• **What is expected**
List every line below that contains the word "planter".

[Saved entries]
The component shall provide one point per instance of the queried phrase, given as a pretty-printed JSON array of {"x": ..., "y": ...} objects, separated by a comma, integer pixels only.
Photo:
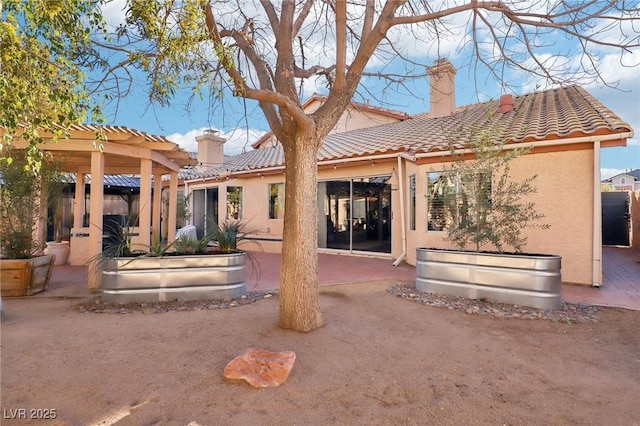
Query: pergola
[{"x": 122, "y": 151}]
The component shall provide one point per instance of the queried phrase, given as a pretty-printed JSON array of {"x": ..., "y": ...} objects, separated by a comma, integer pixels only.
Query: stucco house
[{"x": 377, "y": 183}]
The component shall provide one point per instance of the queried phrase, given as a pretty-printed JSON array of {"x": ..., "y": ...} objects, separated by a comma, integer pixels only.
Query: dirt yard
[{"x": 380, "y": 360}]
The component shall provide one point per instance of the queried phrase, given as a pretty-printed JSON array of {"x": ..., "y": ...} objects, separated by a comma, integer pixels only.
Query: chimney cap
[
  {"x": 440, "y": 66},
  {"x": 506, "y": 103}
]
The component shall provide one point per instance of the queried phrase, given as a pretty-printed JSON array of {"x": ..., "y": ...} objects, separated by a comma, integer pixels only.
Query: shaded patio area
[{"x": 621, "y": 277}]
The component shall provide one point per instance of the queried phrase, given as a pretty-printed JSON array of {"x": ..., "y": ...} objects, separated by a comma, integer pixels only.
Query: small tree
[
  {"x": 481, "y": 210},
  {"x": 23, "y": 197}
]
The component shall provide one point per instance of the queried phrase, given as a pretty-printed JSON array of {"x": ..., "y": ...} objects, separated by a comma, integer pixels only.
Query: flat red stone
[{"x": 260, "y": 368}]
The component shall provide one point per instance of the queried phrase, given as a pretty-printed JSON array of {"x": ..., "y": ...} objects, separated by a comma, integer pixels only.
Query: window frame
[{"x": 273, "y": 209}]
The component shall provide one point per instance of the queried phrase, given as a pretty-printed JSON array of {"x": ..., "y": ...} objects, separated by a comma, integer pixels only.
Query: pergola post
[
  {"x": 96, "y": 209},
  {"x": 78, "y": 202},
  {"x": 157, "y": 205},
  {"x": 144, "y": 224},
  {"x": 173, "y": 206}
]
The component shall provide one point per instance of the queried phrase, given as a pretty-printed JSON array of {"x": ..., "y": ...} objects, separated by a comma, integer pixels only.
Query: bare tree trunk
[{"x": 299, "y": 297}]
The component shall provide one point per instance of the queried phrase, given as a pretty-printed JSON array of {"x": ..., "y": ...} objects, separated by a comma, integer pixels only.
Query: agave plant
[{"x": 229, "y": 234}]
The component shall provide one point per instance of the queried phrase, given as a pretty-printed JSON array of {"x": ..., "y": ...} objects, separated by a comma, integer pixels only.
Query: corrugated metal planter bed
[
  {"x": 516, "y": 279},
  {"x": 168, "y": 278}
]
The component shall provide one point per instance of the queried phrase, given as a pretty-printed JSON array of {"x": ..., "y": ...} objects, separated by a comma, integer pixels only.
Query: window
[
  {"x": 234, "y": 202},
  {"x": 357, "y": 214},
  {"x": 447, "y": 197},
  {"x": 412, "y": 202},
  {"x": 276, "y": 201}
]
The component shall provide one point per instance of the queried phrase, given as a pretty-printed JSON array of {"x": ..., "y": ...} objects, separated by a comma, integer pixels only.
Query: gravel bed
[
  {"x": 99, "y": 307},
  {"x": 570, "y": 312}
]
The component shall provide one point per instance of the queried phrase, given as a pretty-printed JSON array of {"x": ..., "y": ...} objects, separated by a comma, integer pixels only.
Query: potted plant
[
  {"x": 484, "y": 207},
  {"x": 186, "y": 269},
  {"x": 24, "y": 270}
]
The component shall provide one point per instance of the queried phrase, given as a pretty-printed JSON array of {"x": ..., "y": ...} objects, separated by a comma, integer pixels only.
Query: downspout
[
  {"x": 402, "y": 219},
  {"x": 597, "y": 218},
  {"x": 186, "y": 194}
]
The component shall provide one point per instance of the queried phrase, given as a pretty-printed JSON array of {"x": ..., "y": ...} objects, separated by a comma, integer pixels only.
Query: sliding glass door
[
  {"x": 355, "y": 214},
  {"x": 205, "y": 207}
]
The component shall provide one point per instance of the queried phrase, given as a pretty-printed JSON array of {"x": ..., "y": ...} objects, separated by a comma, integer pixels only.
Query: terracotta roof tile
[{"x": 551, "y": 114}]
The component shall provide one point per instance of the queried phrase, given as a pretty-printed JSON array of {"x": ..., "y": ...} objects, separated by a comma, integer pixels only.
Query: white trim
[
  {"x": 597, "y": 219},
  {"x": 402, "y": 216}
]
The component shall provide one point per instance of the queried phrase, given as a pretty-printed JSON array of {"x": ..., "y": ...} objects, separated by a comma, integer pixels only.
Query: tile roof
[
  {"x": 552, "y": 114},
  {"x": 633, "y": 173}
]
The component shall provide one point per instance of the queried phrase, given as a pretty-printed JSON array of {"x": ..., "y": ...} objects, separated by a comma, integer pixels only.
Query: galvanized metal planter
[
  {"x": 183, "y": 278},
  {"x": 517, "y": 279}
]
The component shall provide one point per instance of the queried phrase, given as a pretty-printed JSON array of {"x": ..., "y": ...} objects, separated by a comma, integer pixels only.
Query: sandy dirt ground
[{"x": 380, "y": 360}]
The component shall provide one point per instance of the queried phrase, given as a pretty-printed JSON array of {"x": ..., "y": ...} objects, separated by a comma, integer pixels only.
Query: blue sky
[{"x": 242, "y": 122}]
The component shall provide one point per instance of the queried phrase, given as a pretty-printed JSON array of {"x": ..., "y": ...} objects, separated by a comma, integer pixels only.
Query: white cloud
[
  {"x": 238, "y": 140},
  {"x": 113, "y": 12}
]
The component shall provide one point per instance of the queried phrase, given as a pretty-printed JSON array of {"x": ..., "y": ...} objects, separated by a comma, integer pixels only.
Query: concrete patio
[{"x": 620, "y": 287}]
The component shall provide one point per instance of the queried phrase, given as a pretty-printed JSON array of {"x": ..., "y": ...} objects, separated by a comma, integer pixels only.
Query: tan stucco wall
[
  {"x": 635, "y": 219},
  {"x": 256, "y": 196},
  {"x": 565, "y": 197}
]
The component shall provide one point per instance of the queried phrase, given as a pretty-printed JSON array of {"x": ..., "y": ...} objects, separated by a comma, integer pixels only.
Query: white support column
[
  {"x": 173, "y": 206},
  {"x": 157, "y": 205},
  {"x": 95, "y": 216},
  {"x": 145, "y": 203},
  {"x": 597, "y": 218}
]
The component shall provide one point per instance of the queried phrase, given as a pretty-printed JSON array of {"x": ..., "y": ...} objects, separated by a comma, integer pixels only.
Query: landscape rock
[{"x": 261, "y": 368}]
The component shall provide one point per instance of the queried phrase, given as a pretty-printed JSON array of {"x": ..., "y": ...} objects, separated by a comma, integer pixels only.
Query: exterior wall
[
  {"x": 567, "y": 208},
  {"x": 270, "y": 231},
  {"x": 635, "y": 219},
  {"x": 630, "y": 183}
]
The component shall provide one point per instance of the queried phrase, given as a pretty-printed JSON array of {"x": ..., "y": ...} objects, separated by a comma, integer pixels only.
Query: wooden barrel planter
[
  {"x": 168, "y": 278},
  {"x": 24, "y": 277},
  {"x": 516, "y": 279}
]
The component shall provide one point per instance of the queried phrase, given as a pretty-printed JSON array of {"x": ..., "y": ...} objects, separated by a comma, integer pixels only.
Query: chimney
[
  {"x": 506, "y": 104},
  {"x": 443, "y": 93},
  {"x": 210, "y": 148}
]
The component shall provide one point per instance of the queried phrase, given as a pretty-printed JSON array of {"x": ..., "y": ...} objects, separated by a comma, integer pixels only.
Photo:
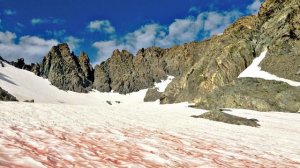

• **Written response**
Query: corrugated metal planter bed
Query: galvanized metal planter
Query: wooden barrel planter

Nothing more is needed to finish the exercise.